— begin Provided data —

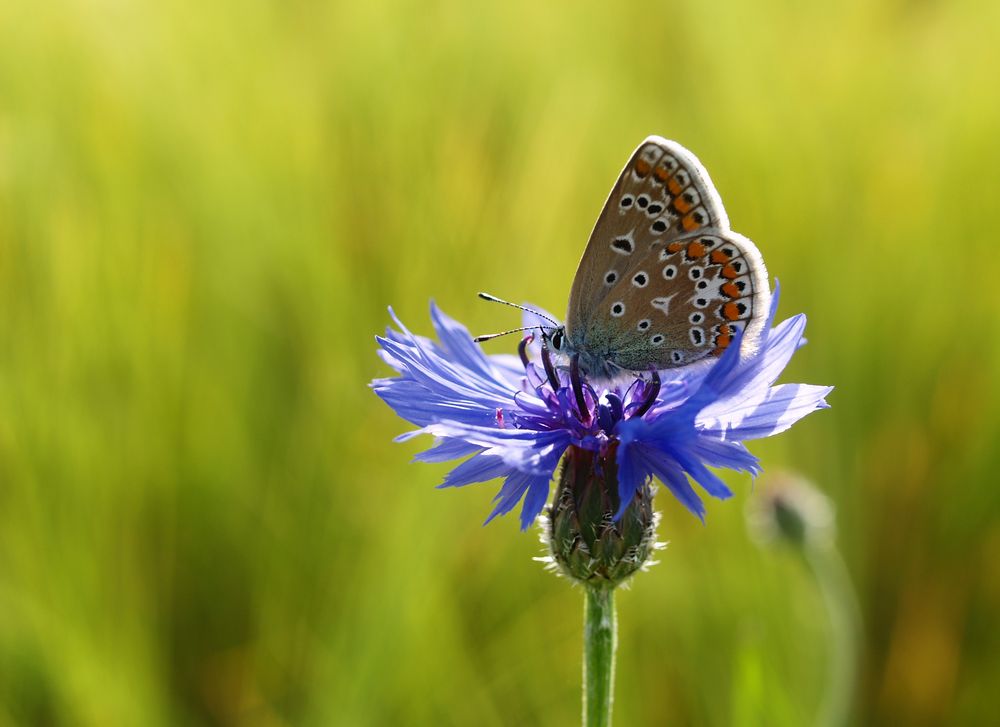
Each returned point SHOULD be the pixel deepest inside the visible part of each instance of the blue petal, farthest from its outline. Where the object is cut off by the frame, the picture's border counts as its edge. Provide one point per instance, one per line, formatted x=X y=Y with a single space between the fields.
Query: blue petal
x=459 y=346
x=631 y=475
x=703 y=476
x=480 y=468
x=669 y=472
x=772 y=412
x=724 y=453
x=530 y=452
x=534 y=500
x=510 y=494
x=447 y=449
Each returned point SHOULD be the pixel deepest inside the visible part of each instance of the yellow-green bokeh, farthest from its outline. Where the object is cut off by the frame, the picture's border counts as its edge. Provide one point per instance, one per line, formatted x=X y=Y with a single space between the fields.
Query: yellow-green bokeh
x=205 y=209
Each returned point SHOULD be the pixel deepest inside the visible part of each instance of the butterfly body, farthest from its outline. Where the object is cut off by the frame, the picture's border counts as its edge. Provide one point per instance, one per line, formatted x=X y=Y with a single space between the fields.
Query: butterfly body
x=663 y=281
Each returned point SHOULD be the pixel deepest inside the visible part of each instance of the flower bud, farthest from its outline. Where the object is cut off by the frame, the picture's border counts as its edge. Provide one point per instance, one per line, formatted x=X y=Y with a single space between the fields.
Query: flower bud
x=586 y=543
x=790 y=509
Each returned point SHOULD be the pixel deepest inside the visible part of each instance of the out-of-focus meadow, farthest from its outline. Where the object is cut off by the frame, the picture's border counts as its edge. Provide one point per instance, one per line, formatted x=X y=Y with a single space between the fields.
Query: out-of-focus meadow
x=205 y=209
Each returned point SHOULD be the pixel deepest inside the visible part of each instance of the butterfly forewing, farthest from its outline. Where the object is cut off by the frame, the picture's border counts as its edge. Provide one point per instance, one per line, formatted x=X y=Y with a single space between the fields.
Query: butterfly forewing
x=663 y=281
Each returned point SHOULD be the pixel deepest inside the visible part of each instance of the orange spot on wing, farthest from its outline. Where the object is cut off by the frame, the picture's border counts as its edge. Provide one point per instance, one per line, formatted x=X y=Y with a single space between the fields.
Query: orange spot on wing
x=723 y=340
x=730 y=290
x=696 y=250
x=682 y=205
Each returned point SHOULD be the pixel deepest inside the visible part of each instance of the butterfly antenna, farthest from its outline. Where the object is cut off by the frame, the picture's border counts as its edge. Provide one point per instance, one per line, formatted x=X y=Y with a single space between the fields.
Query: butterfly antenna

— end Provided data —

■ The problem:
Can you reproduce the lines of the listing above, starting at the line that contains "of the flower" and stopping after the line that contains "x=790 y=509"?

■ Task output:
Each returned point SHOULD be the pixel deepest inside the visible part of each instance of the flower bud, farthest from its outline. Where the object is cut off by the frame, the picture's border counts as its edge. Provide one point per instance, one per line, formatted x=X y=Y with a single space between the fields.
Query: flower bud
x=586 y=543
x=790 y=509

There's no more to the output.